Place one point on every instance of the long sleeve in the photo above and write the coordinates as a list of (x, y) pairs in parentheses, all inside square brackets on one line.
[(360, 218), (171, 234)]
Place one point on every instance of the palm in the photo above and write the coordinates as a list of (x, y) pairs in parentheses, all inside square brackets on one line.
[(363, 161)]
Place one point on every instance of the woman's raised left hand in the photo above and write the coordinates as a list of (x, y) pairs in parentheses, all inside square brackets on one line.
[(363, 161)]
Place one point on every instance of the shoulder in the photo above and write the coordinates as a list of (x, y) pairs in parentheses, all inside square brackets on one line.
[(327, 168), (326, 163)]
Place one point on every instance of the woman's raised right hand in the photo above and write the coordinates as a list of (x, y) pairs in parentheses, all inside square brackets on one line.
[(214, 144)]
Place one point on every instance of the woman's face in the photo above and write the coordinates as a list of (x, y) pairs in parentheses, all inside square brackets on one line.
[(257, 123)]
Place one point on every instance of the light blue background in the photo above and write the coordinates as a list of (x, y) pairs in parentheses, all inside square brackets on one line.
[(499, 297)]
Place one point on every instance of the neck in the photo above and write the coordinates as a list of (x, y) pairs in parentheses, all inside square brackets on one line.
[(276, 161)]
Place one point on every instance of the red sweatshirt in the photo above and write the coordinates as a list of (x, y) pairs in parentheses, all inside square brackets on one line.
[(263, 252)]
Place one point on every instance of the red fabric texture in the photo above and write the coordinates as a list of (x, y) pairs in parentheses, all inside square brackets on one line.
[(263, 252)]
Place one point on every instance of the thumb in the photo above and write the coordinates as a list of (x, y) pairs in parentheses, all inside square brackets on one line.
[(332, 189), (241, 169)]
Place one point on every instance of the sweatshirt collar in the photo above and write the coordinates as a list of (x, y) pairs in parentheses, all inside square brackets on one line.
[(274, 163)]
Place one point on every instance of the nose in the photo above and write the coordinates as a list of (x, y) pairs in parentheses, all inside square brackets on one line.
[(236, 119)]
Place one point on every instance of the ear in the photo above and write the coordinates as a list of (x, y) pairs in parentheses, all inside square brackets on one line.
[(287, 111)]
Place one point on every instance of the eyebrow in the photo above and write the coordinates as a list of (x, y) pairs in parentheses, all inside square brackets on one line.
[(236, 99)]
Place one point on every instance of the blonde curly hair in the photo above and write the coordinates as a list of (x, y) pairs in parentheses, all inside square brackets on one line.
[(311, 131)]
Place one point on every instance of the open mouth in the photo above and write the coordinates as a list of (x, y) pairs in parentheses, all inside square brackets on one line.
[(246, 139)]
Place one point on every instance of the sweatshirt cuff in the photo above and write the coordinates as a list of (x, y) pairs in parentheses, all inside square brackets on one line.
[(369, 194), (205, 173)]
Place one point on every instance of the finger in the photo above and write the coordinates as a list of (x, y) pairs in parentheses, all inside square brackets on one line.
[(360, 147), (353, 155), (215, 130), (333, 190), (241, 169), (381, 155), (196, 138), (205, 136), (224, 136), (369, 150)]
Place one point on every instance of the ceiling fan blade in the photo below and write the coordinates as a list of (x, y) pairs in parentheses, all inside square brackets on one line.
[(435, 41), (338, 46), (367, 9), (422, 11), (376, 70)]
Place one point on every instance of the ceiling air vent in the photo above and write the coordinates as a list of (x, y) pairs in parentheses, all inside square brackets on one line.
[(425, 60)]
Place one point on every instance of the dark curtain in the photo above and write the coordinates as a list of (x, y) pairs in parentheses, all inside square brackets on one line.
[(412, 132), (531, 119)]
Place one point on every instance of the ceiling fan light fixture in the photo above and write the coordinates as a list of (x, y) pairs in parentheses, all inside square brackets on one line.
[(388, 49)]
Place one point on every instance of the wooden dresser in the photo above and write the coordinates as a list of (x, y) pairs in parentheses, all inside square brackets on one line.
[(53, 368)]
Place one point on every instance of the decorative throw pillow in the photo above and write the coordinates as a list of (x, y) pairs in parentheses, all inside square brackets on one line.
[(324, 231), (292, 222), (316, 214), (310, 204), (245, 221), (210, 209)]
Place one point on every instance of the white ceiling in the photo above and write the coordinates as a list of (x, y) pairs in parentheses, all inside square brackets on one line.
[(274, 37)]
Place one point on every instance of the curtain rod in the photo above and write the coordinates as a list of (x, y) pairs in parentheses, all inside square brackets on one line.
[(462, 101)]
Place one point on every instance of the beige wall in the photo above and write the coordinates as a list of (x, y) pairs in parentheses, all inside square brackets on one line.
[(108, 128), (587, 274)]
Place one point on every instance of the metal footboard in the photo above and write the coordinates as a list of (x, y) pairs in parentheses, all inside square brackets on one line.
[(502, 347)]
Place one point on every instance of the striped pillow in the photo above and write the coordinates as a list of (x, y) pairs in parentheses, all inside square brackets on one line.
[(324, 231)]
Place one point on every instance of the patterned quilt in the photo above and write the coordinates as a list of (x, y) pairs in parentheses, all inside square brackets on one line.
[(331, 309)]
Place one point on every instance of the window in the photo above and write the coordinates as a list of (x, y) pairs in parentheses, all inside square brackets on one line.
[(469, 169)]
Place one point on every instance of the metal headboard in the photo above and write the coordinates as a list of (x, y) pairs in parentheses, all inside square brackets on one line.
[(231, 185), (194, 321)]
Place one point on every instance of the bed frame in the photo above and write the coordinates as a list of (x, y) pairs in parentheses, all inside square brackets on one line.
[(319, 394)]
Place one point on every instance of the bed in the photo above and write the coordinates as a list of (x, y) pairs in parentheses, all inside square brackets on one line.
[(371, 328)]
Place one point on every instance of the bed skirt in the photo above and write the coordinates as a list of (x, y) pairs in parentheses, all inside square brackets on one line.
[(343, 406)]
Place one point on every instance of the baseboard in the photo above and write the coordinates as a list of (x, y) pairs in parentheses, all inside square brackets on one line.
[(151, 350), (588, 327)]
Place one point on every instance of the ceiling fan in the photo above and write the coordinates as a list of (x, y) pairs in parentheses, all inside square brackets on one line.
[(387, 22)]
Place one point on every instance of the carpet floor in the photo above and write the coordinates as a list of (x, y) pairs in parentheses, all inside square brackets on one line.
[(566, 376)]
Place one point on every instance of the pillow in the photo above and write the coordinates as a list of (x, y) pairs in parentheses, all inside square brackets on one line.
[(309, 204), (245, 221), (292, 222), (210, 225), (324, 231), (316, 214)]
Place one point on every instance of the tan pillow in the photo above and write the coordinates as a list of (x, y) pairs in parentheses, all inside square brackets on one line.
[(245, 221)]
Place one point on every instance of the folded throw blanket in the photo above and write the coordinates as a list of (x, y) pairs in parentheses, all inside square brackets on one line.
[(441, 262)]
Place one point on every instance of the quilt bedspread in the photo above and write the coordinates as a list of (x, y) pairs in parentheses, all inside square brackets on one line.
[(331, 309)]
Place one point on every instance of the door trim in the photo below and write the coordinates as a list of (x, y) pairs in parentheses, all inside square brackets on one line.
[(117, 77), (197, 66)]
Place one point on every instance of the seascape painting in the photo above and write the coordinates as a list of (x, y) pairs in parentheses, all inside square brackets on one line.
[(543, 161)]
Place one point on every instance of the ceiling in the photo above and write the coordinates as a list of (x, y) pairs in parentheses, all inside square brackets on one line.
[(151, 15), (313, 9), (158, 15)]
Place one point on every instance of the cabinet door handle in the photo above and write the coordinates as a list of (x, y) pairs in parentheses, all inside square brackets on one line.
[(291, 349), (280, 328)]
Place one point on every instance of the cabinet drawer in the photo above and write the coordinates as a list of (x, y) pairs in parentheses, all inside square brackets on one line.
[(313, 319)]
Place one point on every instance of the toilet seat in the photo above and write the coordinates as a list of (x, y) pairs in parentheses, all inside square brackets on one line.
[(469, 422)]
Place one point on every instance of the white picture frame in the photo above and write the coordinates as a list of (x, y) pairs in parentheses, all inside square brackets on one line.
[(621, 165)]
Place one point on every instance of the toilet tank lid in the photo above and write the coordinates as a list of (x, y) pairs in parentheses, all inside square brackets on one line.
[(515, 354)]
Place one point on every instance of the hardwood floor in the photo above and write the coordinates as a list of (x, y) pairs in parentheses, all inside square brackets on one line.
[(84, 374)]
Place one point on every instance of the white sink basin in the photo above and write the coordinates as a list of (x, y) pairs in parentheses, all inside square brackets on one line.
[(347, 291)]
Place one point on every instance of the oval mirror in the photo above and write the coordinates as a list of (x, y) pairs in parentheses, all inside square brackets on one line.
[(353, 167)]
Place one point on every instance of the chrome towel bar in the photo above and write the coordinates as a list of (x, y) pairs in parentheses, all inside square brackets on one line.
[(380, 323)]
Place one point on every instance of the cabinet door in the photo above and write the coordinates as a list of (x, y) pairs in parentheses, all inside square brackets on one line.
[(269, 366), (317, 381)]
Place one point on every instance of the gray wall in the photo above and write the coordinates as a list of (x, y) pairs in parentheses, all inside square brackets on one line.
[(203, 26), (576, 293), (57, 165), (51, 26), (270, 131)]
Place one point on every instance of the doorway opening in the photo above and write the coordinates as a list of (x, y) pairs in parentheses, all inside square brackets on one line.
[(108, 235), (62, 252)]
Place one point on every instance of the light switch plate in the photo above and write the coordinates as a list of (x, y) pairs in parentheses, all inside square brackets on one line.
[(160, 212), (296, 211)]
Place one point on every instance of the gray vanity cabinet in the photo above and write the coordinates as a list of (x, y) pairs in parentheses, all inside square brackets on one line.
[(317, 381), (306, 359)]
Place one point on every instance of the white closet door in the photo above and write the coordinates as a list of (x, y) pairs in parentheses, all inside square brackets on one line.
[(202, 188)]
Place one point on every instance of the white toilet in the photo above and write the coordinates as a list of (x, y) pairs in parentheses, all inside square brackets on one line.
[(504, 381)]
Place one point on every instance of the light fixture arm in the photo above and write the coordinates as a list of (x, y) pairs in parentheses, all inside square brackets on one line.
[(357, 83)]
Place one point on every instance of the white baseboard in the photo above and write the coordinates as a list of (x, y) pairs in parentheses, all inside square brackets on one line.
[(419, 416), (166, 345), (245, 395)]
===
> [GIVEN EXERCISE] Convert the items into a two-column CSV with the header row instruction,answer, with one row per item and its text and answer each in a single quoted field where line breaks become spaces. Begin at the line that contains "Place one point on every instance of the chrome" and stop after the line that contains "[(203, 26), (576, 293), (57, 165), (51, 26), (270, 131)]", including only those items.

> [REPLY TO THE TASK]
instruction,answer
"Place one point on every instance of the chrome towel bar in the photo above and write the coordinates as a list of (x, y) pairs in parentheses, all inside square brackets on one line.","[(380, 323)]"
"Place one point on every instance of the cabinet door in the photo above and write the coordinates as a list of (x, y) pairs in parentheses, all inside square brackets on one line.","[(269, 366), (317, 381)]"
"Place one point on every instance of the gray wall in the photo above and write the coordinates as a list of (x, y) pairs in parentheses, all inside square brackets on one line.","[(203, 26), (576, 293), (57, 165), (51, 26), (270, 131)]"